Problem details –
Could you copy out every line of the data where the word "branch" occurs?

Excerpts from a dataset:
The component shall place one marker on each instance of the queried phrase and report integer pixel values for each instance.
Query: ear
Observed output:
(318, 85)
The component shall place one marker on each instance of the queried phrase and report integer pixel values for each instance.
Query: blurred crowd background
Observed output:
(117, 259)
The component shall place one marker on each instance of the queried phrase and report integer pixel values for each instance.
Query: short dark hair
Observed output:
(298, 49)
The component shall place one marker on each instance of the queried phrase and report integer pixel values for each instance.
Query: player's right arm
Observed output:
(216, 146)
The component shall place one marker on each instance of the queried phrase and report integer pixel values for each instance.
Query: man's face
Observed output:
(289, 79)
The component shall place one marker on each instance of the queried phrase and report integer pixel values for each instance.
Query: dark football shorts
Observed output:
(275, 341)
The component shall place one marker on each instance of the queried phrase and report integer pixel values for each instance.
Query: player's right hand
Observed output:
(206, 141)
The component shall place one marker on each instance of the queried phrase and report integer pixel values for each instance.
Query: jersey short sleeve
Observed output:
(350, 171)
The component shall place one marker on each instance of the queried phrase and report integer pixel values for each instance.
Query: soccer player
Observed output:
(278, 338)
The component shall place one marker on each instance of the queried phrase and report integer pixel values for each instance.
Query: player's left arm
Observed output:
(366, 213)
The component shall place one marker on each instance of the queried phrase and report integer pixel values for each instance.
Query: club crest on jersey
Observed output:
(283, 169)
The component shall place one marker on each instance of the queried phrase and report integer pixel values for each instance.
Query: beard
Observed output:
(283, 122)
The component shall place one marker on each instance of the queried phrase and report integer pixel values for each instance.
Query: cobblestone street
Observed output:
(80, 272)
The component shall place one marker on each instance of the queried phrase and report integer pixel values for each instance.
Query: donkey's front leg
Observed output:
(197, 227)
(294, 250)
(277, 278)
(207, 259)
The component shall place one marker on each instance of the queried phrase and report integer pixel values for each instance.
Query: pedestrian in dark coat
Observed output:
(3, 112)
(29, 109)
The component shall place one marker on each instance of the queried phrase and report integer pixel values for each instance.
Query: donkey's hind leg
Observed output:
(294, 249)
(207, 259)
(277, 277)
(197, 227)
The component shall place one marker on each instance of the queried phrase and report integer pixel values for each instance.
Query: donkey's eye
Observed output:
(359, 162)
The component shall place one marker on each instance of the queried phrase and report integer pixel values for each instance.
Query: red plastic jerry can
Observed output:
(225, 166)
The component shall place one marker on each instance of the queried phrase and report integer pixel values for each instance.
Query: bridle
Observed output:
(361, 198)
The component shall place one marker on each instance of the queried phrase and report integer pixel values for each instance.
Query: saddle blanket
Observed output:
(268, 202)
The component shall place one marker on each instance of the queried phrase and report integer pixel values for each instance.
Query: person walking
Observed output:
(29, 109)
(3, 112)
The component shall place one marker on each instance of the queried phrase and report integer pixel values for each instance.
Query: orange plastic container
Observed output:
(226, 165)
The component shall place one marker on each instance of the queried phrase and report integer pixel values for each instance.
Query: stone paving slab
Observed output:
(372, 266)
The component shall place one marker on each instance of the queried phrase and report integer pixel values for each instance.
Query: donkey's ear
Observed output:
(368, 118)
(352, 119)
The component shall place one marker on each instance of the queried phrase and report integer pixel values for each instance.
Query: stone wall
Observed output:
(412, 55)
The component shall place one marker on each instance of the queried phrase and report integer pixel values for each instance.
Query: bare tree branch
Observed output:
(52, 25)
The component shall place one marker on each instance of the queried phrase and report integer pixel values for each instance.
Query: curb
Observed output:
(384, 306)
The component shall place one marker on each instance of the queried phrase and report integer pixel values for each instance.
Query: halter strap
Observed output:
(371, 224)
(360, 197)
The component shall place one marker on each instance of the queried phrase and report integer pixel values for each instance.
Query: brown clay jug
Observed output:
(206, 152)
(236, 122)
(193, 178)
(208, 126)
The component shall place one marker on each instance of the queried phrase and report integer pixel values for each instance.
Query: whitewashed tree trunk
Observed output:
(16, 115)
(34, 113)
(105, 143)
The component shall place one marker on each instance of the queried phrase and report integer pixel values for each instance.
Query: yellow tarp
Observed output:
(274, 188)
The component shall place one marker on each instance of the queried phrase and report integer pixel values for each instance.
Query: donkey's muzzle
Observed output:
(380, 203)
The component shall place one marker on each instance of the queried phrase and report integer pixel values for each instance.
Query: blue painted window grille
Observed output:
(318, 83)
---
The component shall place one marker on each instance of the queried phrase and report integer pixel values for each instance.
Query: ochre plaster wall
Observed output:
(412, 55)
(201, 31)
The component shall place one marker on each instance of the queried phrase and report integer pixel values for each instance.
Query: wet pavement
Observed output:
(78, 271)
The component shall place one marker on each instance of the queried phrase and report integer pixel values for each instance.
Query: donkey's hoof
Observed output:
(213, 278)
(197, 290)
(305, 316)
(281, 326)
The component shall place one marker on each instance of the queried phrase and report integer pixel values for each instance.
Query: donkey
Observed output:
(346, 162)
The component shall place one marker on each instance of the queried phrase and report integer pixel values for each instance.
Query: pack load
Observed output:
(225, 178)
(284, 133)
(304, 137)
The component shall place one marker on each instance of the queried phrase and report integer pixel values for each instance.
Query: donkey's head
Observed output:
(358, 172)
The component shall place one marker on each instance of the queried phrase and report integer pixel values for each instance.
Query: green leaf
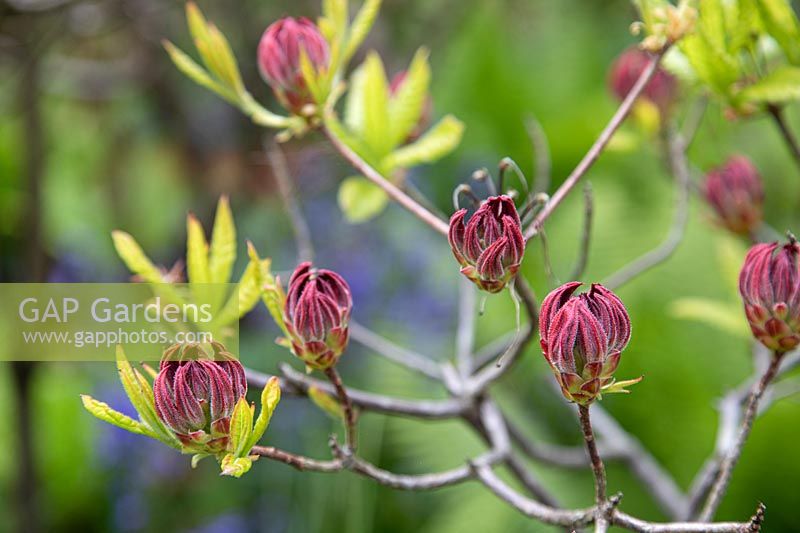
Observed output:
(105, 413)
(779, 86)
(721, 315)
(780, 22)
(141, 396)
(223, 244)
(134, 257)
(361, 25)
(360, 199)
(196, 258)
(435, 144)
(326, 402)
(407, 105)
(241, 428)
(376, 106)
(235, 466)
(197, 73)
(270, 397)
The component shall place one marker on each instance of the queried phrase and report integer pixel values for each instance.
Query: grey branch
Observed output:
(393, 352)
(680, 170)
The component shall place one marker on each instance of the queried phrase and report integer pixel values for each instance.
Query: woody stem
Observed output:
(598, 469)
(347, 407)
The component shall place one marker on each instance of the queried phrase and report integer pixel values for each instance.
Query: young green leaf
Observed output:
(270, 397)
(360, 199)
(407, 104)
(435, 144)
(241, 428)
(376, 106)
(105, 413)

Task response –
Query: bare tree branch
Query: grey branch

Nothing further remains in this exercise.